**Text shown:**
□ □ □ □ □ □ □

Jun 5, 2020

Medicine man blasts Nez for imposing foreign belief on Dine


The NPR put out an interesting article about loss of Navajo culture during the pandemic. (Navajo Nation Loses Elders And Tradition To COVID-19) The pandemic is impacting the elder community by a ratio of about 2-to-1. For every three deaths, two are elders age 60 and above. This is particularly true for the Navajo. The Navajos are losing many elders due to the pandemic. In this article, Medicine Man Ty David says that he knows about five medicine people who have passed away from Covid. He is concerned that no-one bothered to relearned these medicine people's ceremonies. All the kids are in school learning the white man's ways of western education.

□ □ □ □ □ □ □

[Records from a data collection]
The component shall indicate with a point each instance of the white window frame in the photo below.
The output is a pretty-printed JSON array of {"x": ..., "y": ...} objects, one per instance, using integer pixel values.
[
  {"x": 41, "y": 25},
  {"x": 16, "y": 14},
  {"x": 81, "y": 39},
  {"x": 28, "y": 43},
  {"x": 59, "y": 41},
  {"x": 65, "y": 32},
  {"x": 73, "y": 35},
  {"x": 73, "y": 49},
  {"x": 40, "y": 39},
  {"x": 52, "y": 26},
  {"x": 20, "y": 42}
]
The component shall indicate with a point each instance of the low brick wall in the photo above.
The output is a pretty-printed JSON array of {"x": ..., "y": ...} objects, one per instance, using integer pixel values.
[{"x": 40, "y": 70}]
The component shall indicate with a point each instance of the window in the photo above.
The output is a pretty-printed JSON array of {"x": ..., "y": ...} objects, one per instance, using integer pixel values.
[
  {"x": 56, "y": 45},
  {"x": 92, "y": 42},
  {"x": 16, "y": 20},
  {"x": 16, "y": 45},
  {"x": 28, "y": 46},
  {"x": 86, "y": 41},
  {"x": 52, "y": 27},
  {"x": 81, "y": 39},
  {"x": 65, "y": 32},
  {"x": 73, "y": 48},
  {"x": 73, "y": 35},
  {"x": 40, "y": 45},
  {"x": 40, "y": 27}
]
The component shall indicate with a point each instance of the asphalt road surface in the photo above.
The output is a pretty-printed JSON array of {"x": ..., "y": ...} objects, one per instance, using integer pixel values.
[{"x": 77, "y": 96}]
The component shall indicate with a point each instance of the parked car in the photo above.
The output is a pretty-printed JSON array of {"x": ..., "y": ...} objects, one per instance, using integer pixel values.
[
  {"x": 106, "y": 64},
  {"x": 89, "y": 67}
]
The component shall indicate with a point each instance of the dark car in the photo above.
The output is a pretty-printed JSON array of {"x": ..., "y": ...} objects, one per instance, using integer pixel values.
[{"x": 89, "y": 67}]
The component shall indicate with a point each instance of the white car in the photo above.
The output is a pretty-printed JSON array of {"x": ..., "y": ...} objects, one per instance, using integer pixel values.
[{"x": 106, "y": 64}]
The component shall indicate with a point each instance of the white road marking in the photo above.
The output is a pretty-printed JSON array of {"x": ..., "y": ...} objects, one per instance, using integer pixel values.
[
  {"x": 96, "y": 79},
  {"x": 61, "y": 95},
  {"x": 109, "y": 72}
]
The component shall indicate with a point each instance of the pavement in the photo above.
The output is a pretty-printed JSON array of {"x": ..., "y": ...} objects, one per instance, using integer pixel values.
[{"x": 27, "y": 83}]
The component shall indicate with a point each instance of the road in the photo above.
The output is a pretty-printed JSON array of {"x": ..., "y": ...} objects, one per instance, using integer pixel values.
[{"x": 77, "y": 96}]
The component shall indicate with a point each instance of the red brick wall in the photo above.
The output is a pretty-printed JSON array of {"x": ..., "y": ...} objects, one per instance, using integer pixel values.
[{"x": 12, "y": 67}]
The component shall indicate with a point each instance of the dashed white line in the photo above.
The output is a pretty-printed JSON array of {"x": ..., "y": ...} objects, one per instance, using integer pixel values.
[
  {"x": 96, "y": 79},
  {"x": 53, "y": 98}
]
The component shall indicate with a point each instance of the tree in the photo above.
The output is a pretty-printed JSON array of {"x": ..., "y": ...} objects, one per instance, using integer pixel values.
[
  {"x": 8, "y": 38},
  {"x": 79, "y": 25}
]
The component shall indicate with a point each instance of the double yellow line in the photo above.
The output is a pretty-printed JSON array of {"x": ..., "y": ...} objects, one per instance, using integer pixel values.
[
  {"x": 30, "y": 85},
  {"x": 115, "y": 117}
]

□ □ □ □ □ □ □

**Work task:**
Return the stretch of the post on Navajo elders lost to the pandemic from "Medicine man blasts" through "of western education.", copied word for word. Rely only on the text above.

**Task answer:**
Medicine man blasts Nez for imposing foreign belief on Dine


The NPR put out an interesting article about loss of Navajo culture during the pandemic. (Navajo Nation Loses Elders And Tradition To COVID-19) The pandemic is impacting the elder community by a ratio of about 2-to-1. For every three deaths, two are elders age 60 and above. This is particularly true for the Navajo. The Navajos are losing many elders due to the pandemic. In this article, Medicine Man Ty David says that he knows about five medicine people who have passed away from Covid. He is concerned that no-one bothered to relearned these medicine people's ceremonies. All the kids are in school learning the white man's ways of western education.